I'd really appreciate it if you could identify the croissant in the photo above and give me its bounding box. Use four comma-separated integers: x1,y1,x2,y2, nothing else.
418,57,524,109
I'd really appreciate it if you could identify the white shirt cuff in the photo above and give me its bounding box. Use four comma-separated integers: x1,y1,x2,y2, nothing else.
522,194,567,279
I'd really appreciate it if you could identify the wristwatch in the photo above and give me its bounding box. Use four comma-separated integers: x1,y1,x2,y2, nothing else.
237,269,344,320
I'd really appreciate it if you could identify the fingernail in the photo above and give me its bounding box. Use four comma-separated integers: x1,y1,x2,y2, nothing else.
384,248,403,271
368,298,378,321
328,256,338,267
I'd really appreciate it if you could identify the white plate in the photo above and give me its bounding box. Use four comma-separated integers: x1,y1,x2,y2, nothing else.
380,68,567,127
§
▸ **WHAT IS EXPECTED**:
Without leaving anything out, give the entries again exactly.

▸ **OUTPUT FOR THIS TASK**:
I'd really appreciate it if you could identify the croissant in the photo above and give me its bounding box. Use four comma-separated integers: x1,y1,x2,y2, nothing else.
418,57,524,109
I'd really appreciate it if you could identify the white shirt cuff in the photo above and give me its bounding box. Use four comma-separated integers: x1,y1,x2,y2, nothing else.
522,194,567,279
I'd really appreciate it if you could identify the wristwatch in the photo above and give me its bounding box. Use four comma-separated integers: x1,y1,x2,y2, nothing else.
237,269,344,320
I'd really appreciate it if you could identify the fingernail in the photo above and give me its bounding box. Use four comma-separated integers: x1,y1,x2,y2, nothing else.
384,248,403,271
368,298,378,321
328,256,338,267
I'd really appreciate it if you could identify the white plate in the photo above and give me its bounding box. Use four comma-separated integers: x1,y1,x2,y2, nothing else.
380,68,567,127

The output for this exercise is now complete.